### Excerpt to read
This code was originally written for a Bash TUI called
Nightfall. In profiling that code it took around
~600 calls to tput to render the initial UI and that ended up being very slow
on some systems. Other systems (FreeBSD for example) just didn't work with some
of the tput commands not being supported.
I decided to "wrap" tput in a Bash function that would bake-in as much of
the functionality I needed and then fork out to the external tput command
when needed. This Brought the number of forked tput calls to 0 to draw the
UI which sped the program up immensely and resulted in FreeBSD working as
well.
tput(1) is a command that offers "Portable Terminal Control" but, in
practice, is not very portable. Posix specifies it must exist and support a
small number of options but isn't very specific about its usage and command
naming.
A number of sources were surveyed to see what kind of usage is out there in the wild:
tputprovided by Linux (viancurses)tput.con FreeBSDtput.con illumostputusage on MacOS
There is a large number of overlap in both arguments and commands but there
are still some differences (notably setaf vs AF on FreeBSD, or the lack of
-S and -V support on some operating systems).
The goal of this project is to provide a drop-in replacement function that can
be sourced (or copy and pasted) into existing Bash scripts and they will just
reap the benefits of a more uniform tput command for outputting terminal
control characters. This will make the scripts execute much faster as well as
work across more operating system independent version of tput.
######
• **What you will do**
a – Reproduce word for word the part of the passage on the tput wrapper that opens with the words containing "tput(1) is a" and closes with "some operating systems).".
b – Restate more briefly the paragraph of the passage on the tput wrapper that begins "tput(1) is a command that offers", keeping its main facts.
c – Extend the passage on the tput wrapper, picking up after its final sentence.
### Supplied records
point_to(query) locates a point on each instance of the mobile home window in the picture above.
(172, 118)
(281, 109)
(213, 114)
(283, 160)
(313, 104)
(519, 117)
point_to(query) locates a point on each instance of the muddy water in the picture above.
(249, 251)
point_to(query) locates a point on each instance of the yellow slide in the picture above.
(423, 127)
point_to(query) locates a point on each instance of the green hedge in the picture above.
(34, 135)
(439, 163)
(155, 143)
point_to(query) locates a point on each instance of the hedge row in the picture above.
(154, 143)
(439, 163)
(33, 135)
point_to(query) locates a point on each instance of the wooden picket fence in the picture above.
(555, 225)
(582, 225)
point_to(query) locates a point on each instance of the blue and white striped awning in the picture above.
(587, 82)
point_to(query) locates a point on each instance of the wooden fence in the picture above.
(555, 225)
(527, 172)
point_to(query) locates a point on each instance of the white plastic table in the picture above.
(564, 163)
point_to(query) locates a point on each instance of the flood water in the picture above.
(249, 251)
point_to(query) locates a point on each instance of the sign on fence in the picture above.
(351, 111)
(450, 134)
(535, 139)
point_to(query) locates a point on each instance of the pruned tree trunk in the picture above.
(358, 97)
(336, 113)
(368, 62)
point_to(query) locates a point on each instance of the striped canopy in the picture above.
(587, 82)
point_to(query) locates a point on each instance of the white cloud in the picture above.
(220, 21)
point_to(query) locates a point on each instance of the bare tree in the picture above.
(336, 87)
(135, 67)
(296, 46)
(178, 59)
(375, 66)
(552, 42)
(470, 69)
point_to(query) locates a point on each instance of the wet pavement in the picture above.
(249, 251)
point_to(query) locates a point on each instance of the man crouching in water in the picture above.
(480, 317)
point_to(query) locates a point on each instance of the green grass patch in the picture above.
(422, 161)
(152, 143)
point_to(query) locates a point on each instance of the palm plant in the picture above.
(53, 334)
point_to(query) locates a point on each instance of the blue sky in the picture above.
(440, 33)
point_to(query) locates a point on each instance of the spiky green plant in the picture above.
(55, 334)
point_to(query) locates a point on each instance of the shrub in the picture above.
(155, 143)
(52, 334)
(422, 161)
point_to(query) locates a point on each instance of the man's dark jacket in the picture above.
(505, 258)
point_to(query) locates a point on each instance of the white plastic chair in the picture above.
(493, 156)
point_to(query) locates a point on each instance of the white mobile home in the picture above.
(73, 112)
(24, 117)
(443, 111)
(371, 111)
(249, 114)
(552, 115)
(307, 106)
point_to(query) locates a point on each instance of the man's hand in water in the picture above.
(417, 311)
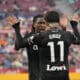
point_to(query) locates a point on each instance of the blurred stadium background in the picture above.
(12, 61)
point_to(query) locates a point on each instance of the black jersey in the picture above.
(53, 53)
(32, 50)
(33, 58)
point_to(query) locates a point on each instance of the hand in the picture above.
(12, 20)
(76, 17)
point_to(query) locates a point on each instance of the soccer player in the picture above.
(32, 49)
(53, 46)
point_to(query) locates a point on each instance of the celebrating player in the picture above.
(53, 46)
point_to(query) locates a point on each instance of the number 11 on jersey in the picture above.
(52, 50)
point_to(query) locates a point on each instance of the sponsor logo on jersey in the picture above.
######
• **Answers**
a –
tput(1) is a command that offers "Portable Terminal Control" but, in
practice, is not very portable. Posix specifies it must exist and support a
small number of options but isn't very specific about its usage and command
naming.
A number of sources were surveyed to see what kind of usage is out there in the wild:
tputprovided by Linux (viancurses)tput.con FreeBSDtput.con illumostputusage on MacOS
There is a large number of overlap in both arguments and commands but there
are still some differences (notably setaf vs AF on FreeBSD, or the lack of
-S and -V support on some operating systems).

b – tput(1) claims to offer "Portable Terminal Control," but in practice it isn't very portable. Posix requires it to exist and to support a small number of options, but it says little about how it should be used or how its commands should be named.

c –
This version of tput should NOT break anything - it should just optimize for
the common case of outputting terminal control characters. When this version
of tput can NOT do something itself it will instead opt to fork out to the
external version of tput found.
Because of this, this version will accept arguments like -T <term> but
completely ignore them (unless passed to the external tput command) and
instead always opt to output ANSI escape sequences.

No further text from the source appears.